Aim 1 – Pick out and copy every line of the listing that contains the word "metal", treating upper and lower case as different.

Source –
All You Gotta Do Is Dream

I found these remarks by the editors of the Wall Street Journal interesting but possibly not for the reasons they editors might want. The editors comment on the difficulties being encountered by the Internal Revenue Service in accomplishing what President Biden intended:

The Internal Revenue Service got an audit of its own in time for Tax Day, and two irregularities jump out. President Biden’s plan to hire a new army of tax collectors is falling flat, and the agents already at work are targeting the middle class.

Those are two findings of the IRS’s watchdog, the Treasury Inspector General for Tax Administration (Tigta). The report examines IRS progress on mandates from the Biden Administration backed by tens of billions in new funding. The first supposed goal was to audit more ultrawealthy and fewer middle-class filers, but it’s not going so well.

By last December the IRS decided that it wouldn’t begin tracking its progress until later this year. That’s because the agency has been slow to shift its focus to high-income taxpayers, who make up a small share of total filings. Its April 2023 strategic plan pledged that future audits would disproportionately target individuals making at least $400,000, but “did not include specifics on how the IRS was going to ensure it met this commitment,” says Tigta.

That part isn’t surprising at all. In fact, it’s exactly what I predicted. There’s a reason the IRS “targets the middle class”. That’s the low-hanging fruit. Those earning under $200,000/year don’t fight back as hard as the “ultra-wealthy”.

But I found this surprising:

Tigta reports that revenue-agent recruitment is “far below” the agency’s target, and it hired only 34 in the first six months of its expansion, according to trade publication Government Executive. That compares with its goal of 3,700 in the first year.

The agency faces the same tight labor market as any other employer, but the job specs aren’t bad. A typical salary for these agents is about $125,000, plus public-employee perks such as up to $60,000 in student-loan forgiveness. But for one reason or another, America’s treasurers and accountants aren’t lining up to become federal tax collectors.

I’m skeptical that the shortfall is due to a “tight labor market”. I suspect that there are other reasons that are keeping the hiring low. An example of such requirements could be the credentials being required or relocation requirements. Given that only 34 have been hired, an enterprising journalist should be able to identify them (their hiring is public record after all) and check their locations and biographies. I suspect the truth won’t fit either the editors’ agenda or the image the IRS wants to project.

Aim 2 – For each statement, say whether it agrees with the IRS commentary above by answering yes or no, and quote the words of the commentary that decide it. (a) The IRS hired 34 revenue agents in the first six months of its expansion. (b) A typical salary for these agents is about $200,000. (c) The writer accepts that the hiring shortfall is due to a tight labor market.

Data shown –
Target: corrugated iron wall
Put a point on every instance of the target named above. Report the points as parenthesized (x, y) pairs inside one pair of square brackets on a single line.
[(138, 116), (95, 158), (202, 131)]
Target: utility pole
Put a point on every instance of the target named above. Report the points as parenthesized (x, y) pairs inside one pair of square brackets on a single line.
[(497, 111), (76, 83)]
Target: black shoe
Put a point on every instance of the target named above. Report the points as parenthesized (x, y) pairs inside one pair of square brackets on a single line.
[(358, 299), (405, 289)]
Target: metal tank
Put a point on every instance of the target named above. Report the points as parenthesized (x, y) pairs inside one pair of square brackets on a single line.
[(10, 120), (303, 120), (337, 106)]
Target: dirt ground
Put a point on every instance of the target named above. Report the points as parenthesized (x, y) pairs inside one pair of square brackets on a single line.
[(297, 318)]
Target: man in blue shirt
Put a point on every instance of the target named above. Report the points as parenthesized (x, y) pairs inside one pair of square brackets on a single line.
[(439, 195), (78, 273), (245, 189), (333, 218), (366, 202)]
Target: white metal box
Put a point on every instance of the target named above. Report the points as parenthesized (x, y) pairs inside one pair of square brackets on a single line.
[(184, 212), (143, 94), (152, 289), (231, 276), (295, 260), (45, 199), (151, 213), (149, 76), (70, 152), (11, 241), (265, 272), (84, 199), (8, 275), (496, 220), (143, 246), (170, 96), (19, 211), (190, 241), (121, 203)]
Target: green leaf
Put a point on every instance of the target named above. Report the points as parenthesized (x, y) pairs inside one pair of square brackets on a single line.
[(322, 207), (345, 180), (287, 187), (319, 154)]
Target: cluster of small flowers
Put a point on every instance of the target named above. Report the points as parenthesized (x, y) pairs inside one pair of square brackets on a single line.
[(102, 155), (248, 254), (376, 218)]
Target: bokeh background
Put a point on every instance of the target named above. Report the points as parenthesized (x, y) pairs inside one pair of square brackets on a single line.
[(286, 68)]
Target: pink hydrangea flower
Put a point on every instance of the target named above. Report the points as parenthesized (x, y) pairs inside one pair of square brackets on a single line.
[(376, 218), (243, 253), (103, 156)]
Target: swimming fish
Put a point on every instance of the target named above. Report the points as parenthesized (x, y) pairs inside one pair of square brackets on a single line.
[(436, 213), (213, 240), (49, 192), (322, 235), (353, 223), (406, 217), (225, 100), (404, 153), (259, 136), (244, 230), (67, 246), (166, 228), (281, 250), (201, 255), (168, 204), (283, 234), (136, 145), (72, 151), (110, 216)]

Complete response 1 –
Target: metal tank
Target: white metal box

Complete response 2 –
(a) Yes: "it hired only 34 in the first six months of its expansion"
(b) No: "A typical salary for these agents is about $125,000"
(c) No: "I’m skeptical that the shortfall is due to a “tight labor market”."